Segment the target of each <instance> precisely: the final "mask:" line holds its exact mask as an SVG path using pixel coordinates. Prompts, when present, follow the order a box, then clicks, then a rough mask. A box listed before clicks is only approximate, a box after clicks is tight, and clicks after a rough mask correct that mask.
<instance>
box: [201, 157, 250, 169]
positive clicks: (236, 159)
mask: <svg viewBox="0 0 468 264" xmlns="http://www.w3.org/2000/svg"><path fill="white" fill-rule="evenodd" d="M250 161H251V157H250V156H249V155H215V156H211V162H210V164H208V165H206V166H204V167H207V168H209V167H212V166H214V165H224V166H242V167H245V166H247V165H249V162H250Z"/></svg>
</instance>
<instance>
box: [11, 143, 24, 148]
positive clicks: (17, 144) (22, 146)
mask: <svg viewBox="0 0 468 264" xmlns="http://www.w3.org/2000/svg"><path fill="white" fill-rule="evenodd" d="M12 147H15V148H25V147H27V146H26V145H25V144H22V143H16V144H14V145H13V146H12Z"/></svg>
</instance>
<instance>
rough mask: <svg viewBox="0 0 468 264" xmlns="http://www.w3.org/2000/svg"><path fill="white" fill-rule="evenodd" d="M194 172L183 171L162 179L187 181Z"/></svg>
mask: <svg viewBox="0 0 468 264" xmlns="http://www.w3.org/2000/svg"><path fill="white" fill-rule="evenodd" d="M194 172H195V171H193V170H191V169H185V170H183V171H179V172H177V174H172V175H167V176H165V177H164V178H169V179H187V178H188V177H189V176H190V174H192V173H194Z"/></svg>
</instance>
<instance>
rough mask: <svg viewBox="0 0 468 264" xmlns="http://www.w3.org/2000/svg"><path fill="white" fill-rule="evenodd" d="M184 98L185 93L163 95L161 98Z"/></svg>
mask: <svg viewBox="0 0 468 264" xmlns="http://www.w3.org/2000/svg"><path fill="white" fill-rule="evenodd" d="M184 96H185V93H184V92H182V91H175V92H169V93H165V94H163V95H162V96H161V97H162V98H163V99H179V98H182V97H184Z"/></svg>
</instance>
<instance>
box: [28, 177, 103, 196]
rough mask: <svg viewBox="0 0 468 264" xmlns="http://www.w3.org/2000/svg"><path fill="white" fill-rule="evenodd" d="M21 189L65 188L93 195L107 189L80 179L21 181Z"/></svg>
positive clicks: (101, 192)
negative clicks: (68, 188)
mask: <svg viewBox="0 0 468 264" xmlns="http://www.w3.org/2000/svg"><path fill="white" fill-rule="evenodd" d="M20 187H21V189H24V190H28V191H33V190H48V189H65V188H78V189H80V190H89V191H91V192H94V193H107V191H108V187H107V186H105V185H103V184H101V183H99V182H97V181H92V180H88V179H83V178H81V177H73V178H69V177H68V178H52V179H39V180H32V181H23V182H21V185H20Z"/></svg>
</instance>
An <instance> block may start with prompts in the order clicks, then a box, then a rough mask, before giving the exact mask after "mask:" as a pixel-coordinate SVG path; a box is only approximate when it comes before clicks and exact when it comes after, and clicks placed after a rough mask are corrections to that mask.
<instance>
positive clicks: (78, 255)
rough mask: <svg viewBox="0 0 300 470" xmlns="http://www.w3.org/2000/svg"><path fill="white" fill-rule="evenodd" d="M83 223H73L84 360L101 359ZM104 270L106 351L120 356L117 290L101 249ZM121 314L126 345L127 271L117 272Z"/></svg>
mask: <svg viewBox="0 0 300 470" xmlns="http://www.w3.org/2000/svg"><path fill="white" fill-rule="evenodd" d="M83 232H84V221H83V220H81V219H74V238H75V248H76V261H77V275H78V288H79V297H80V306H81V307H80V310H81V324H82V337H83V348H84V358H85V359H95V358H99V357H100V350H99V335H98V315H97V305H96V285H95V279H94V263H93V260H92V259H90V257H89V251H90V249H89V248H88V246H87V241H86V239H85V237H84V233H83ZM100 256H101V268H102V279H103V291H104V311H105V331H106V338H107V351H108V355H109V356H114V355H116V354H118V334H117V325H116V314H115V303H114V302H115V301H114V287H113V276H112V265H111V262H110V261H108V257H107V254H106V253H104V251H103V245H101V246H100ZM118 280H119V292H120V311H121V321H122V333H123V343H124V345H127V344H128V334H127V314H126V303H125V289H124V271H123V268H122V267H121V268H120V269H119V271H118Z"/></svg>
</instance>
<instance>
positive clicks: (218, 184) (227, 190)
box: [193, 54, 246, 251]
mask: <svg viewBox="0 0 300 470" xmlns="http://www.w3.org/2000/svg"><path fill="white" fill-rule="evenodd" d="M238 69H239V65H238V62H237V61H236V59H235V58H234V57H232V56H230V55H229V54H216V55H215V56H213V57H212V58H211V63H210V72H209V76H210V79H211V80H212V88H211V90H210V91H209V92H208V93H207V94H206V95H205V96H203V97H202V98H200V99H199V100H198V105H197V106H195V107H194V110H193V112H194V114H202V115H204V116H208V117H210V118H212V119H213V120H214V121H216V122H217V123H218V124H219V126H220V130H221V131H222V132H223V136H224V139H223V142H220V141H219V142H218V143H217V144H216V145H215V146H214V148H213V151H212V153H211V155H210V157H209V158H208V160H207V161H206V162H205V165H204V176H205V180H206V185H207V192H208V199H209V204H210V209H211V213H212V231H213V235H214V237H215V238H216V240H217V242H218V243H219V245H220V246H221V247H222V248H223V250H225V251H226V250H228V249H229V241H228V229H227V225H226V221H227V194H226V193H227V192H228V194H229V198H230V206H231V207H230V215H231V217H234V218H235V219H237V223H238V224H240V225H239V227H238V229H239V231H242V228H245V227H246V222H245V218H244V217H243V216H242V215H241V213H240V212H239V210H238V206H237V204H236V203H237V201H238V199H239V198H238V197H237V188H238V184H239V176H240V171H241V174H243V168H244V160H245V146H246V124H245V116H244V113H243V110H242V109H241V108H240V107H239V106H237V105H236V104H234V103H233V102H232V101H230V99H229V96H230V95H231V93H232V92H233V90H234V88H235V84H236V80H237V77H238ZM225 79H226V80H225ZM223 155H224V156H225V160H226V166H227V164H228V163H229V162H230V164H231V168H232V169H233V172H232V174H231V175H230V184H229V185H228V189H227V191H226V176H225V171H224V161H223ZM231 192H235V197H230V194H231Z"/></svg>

ASSIGNMENT
Reproduce the items from their start through the line containing "positive clicks: (236, 159)", swapping "rough mask" for "coarse mask" and leaving everything else unchanged.

RESULT OF THE TASK
Segment the target of each <instance> precisely: the final "mask:" line holds its exact mask as an SVG path using pixel coordinates. Prompts, when present, follow the order a box, then clicks, then a coarse mask. A box listed before clicks is only approximate, a box after clicks is tight, and clicks after a coarse mask correct that mask.
<instance>
box: [201, 157, 250, 169]
positive clicks: (236, 159)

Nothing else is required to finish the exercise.